Kutipan
▬▬▬▬▬▬
Korban berinisial D mengaku kesulitan mencari keadilan. Laporannya ditolak Kepolisian Rawamangun dan Kepolisian Cakung.

"Abis kejadian itu langsung ngelapor ke Polsek Cakung eh Rawamangun dulu. Tapi itu memang nggak bisa menangani. Akhirnya dirujuk ke Cakung juga tidak bisa menangani. Mungkin TKP-nya, akhirnya saya disuruh ke Polres Jatinegara, Jakarta Timur," ujar D pada RDP di Komisi III DPR RI, Selasa (17/12/2024).

Korban mengaku ditipu pengacara yang mengaku dari LBH, namun ternyata orang suruhan keluarga pelaku. Pengacara itu menghilang setelah menerima uang dari korban.

Kepolisian kini telah menangkap anak pengusaha toko roti di Jakarta Timur, berinisial GSH. Penangkapan baru dilakukan pertengahan Desember. Padahal, peristiwa kekerasan terjadi hampir dua bulan lalu.
▬▬▬▬▬▬
Permintaan Tertulis 1
Salinlah bagian kutipan yang dimulai dari "Korban berinisial D" dan berakhir pada "uang dari korban.", dengan mengganti sebutan "LBH" menjadi "Lembaga Bantuan Hukum".
Permintaan Tertulis 2
Menurut kutipan, kapan penangkapan terhadap GSH dilakukan?
Materi yang menyusul tidak memiliki kaitan dengan kutipan tersebut.

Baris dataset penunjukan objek
▬▬▬▬▬▬
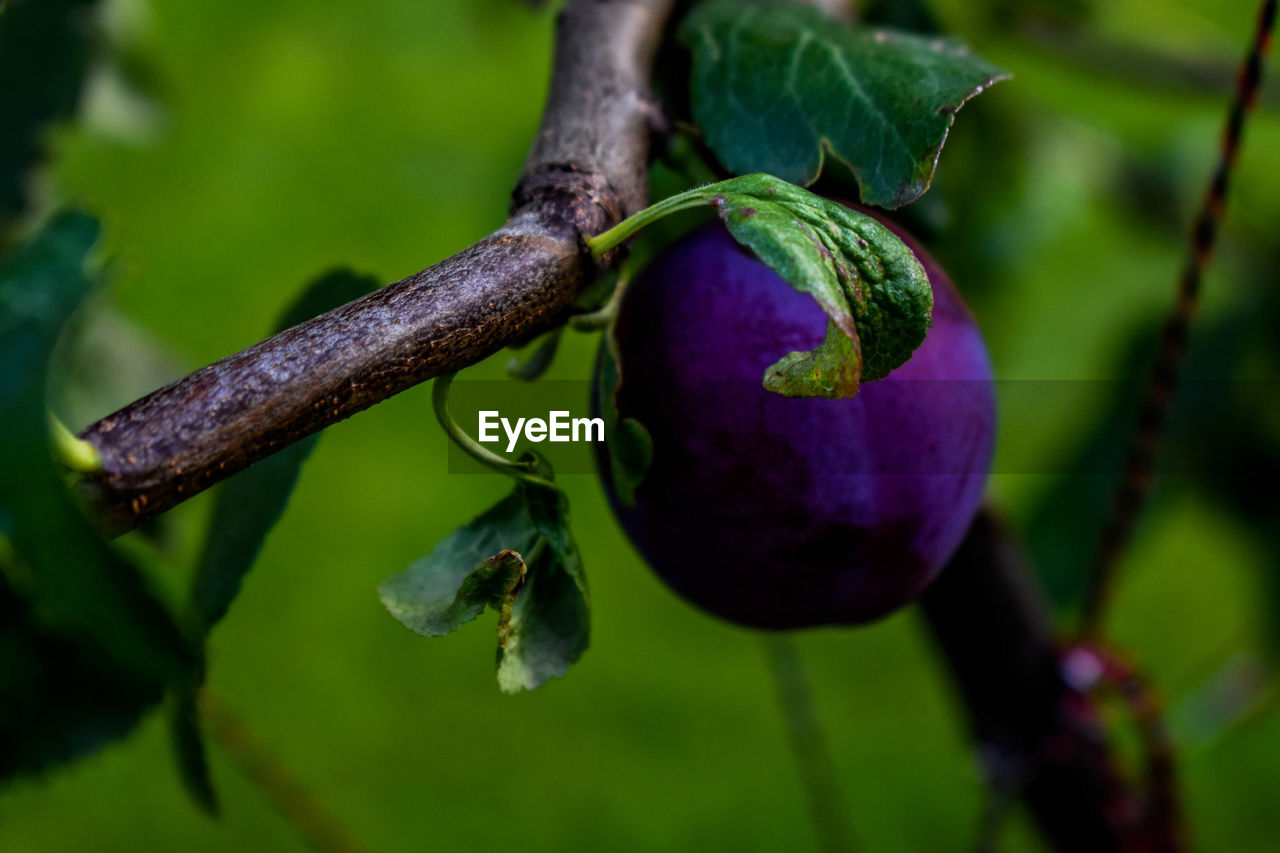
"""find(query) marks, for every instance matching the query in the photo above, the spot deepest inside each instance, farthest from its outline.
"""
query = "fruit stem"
(620, 233)
(522, 471)
(73, 452)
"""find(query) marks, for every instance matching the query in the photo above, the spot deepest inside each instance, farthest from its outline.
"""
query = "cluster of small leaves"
(85, 646)
(517, 559)
(777, 87)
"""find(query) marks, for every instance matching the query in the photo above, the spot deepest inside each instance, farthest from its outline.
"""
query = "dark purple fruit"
(787, 512)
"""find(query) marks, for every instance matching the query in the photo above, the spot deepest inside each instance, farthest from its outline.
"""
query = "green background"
(245, 147)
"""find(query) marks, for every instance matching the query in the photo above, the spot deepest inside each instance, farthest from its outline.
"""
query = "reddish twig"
(1136, 483)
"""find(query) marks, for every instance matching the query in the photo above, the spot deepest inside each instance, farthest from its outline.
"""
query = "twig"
(818, 775)
(1134, 487)
(1036, 733)
(286, 794)
(585, 172)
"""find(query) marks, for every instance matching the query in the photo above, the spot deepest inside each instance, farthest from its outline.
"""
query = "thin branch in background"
(1134, 487)
(827, 804)
(1102, 671)
(282, 789)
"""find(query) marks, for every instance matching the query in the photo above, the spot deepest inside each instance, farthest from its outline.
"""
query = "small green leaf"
(452, 585)
(868, 282)
(246, 509)
(831, 370)
(548, 510)
(78, 583)
(85, 647)
(251, 502)
(777, 87)
(519, 559)
(46, 45)
(549, 626)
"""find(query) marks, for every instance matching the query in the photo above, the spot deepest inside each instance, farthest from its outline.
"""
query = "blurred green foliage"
(240, 150)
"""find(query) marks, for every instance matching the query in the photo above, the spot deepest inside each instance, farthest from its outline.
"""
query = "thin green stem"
(74, 454)
(809, 746)
(620, 233)
(521, 471)
(604, 316)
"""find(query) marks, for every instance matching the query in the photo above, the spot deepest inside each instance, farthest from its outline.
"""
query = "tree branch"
(586, 170)
(1040, 738)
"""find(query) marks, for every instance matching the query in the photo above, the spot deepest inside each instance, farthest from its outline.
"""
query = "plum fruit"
(787, 512)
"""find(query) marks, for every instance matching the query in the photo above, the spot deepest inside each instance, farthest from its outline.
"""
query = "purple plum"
(789, 512)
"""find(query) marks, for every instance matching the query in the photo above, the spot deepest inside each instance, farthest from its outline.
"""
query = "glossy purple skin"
(787, 512)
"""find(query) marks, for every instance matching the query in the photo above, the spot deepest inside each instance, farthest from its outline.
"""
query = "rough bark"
(585, 172)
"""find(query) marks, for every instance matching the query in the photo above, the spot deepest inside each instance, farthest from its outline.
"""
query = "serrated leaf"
(778, 87)
(872, 287)
(60, 697)
(452, 585)
(86, 647)
(251, 502)
(78, 583)
(549, 626)
(544, 621)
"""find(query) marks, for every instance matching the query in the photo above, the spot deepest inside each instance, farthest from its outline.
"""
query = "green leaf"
(85, 646)
(78, 583)
(868, 282)
(777, 87)
(188, 748)
(549, 626)
(464, 573)
(251, 502)
(517, 559)
(44, 58)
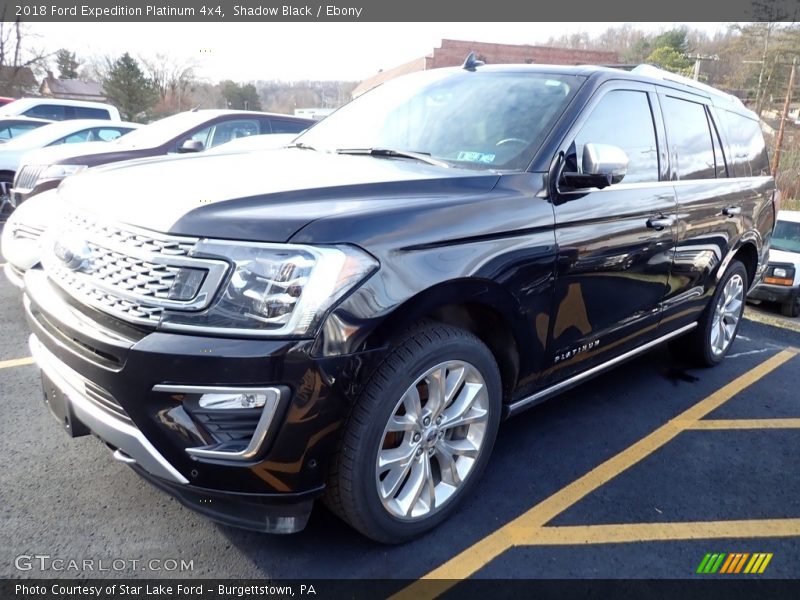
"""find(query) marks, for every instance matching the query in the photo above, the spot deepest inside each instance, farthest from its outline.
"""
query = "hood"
(263, 196)
(53, 154)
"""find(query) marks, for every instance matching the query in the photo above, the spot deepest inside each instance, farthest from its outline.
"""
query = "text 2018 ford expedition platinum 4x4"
(351, 318)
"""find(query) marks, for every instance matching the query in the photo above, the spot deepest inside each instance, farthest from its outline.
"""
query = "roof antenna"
(472, 62)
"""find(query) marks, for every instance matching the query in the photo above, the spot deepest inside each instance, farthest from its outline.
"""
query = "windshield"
(482, 120)
(786, 236)
(162, 130)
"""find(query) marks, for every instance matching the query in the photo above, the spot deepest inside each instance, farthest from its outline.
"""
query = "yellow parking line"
(744, 424)
(526, 527)
(16, 362)
(622, 533)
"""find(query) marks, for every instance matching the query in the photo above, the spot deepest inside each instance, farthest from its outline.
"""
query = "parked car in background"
(191, 131)
(781, 281)
(351, 317)
(58, 109)
(13, 127)
(20, 239)
(254, 143)
(54, 134)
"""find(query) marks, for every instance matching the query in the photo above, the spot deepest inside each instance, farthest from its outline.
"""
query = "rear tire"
(791, 308)
(419, 435)
(716, 330)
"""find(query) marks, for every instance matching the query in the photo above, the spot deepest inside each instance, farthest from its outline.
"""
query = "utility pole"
(776, 160)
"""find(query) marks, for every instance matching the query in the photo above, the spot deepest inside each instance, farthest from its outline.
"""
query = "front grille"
(130, 273)
(27, 177)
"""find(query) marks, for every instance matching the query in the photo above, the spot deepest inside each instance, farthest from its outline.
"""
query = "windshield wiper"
(420, 156)
(301, 145)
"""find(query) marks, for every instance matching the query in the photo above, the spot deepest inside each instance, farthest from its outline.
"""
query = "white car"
(21, 236)
(781, 281)
(62, 132)
(59, 109)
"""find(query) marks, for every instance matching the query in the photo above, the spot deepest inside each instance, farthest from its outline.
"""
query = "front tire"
(711, 340)
(419, 435)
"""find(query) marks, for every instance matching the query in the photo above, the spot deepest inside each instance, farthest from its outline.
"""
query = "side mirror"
(603, 165)
(191, 146)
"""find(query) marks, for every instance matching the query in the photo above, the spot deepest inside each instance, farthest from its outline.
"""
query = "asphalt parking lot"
(640, 473)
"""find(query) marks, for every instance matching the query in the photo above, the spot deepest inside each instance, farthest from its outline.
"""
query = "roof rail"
(656, 73)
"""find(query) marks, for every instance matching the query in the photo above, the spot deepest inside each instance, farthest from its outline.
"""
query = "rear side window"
(747, 149)
(12, 131)
(78, 136)
(623, 118)
(232, 130)
(280, 126)
(47, 111)
(84, 112)
(689, 139)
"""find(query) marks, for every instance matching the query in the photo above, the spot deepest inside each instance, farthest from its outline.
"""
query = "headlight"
(59, 172)
(274, 289)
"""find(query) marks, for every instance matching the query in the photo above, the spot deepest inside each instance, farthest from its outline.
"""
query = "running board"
(520, 405)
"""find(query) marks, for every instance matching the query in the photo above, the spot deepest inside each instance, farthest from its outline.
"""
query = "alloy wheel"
(432, 441)
(727, 313)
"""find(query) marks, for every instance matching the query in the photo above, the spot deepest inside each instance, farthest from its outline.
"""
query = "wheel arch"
(479, 306)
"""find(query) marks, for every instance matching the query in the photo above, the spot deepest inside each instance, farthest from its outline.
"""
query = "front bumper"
(81, 350)
(774, 293)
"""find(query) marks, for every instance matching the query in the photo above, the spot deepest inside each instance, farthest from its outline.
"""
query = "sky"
(295, 51)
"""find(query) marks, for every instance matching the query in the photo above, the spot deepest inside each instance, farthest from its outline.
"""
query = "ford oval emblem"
(74, 253)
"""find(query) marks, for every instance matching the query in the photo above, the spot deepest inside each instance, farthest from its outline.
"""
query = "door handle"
(661, 223)
(732, 211)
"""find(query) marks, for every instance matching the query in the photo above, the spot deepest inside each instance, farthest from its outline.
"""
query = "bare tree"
(172, 79)
(17, 55)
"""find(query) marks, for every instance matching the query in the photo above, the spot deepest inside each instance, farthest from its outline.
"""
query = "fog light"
(226, 401)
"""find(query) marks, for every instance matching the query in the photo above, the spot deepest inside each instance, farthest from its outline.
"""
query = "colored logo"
(735, 562)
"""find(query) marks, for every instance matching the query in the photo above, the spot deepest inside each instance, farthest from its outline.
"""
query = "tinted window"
(689, 139)
(83, 112)
(279, 126)
(623, 119)
(480, 120)
(232, 130)
(747, 148)
(78, 136)
(17, 129)
(47, 111)
(106, 134)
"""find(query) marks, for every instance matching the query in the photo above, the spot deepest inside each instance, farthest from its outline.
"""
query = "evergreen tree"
(67, 64)
(127, 88)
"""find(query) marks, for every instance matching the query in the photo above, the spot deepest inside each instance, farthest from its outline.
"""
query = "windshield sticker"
(476, 157)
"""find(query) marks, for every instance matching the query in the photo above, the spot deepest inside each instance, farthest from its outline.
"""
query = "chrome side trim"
(519, 405)
(119, 434)
(260, 433)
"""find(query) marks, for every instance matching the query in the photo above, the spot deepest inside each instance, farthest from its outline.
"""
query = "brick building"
(452, 53)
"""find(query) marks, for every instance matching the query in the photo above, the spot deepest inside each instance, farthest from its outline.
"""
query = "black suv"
(352, 317)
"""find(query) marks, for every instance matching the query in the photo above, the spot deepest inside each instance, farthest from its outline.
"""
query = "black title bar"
(400, 11)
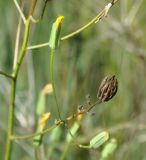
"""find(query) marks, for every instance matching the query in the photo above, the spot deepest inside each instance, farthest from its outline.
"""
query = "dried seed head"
(108, 88)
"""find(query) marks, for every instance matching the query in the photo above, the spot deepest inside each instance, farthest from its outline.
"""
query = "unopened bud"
(108, 88)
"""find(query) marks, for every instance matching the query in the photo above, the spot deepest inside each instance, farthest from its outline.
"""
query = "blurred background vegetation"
(115, 45)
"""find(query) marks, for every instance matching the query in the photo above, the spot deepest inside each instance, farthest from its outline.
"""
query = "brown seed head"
(108, 88)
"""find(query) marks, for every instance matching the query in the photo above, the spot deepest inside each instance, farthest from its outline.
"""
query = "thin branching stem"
(38, 46)
(13, 92)
(20, 11)
(59, 122)
(100, 16)
(52, 80)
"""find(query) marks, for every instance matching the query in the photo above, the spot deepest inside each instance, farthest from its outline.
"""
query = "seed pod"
(108, 88)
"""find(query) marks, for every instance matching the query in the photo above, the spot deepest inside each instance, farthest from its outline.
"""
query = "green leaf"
(99, 139)
(41, 104)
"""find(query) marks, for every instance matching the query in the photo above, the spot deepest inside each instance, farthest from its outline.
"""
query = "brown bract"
(108, 88)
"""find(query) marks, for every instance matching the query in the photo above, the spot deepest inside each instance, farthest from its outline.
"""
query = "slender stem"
(58, 123)
(6, 75)
(13, 92)
(20, 11)
(10, 121)
(38, 46)
(101, 15)
(52, 80)
(32, 7)
(17, 39)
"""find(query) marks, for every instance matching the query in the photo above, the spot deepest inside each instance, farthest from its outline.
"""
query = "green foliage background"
(115, 45)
▬▬▬▬▬▬
Jawaban Akhir 1
Korban berinisial D mengaku kesulitan mencari keadilan. Laporannya ditolak Kepolisian Rawamangun dan Kepolisian Cakung.

"Abis kejadian itu langsung ngelapor ke Polsek Cakung eh Rawamangun dulu. Tapi itu memang nggak bisa menangani. Akhirnya dirujuk ke Cakung juga tidak bisa menangani. Mungkin TKP-nya, akhirnya saya disuruh ke Polres Jatinegara, Jakarta Timur," ujar D pada RDP di Komisi III DPR RI, Selasa (17/12/2024).

Korban mengaku ditipu pengacara yang mengaku dari Lembaga Bantuan Hukum, namun ternyata orang suruhan keluarga pelaku. Pengacara itu menghilang setelah menerima uang dari korban.

Jawaban Akhir 2
Pertengahan Desember.